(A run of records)
## Begin

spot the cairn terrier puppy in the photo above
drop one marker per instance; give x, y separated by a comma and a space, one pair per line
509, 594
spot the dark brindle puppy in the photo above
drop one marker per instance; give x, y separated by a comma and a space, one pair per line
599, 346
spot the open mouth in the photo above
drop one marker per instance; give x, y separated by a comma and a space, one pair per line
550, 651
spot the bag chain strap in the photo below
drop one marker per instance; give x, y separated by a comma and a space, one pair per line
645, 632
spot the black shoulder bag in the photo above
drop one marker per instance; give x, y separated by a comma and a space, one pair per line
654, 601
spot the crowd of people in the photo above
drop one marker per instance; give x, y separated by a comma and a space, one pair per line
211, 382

## End

**Instruction:**
Recast all the material above as a numbered list, leaving out any blank lines.

**Exercise solution:**
1. spot the cairn terrier puppy in the photo above
2. drop one marker per instance; give x, y separated by a comma and a space, one pair per line
3. 509, 594
4. spot the dark brindle puppy in the photo above
5. drop one marker per instance; give x, y separated by a comma and a space, one pair per line
6. 599, 346
7. spot the open mouth in the photo above
8. drop one marker per instance; give x, y separated by a comma and a space, one pair per line
9. 550, 651
10. spot the bag chain strap in the photo below
11. drop one marker per instance; give x, y separated by a comma and a space, one pair per line
12. 645, 632
13. spot the black shoulder bag in the photo above
14. drop one marker per instance; give x, y separated by a comma and a space, one pair per line
15. 654, 601
16. spot the crowd of people in the photo above
17. drop one marker per instance; give x, y separated by a comma and a space, one pair per line
18. 211, 382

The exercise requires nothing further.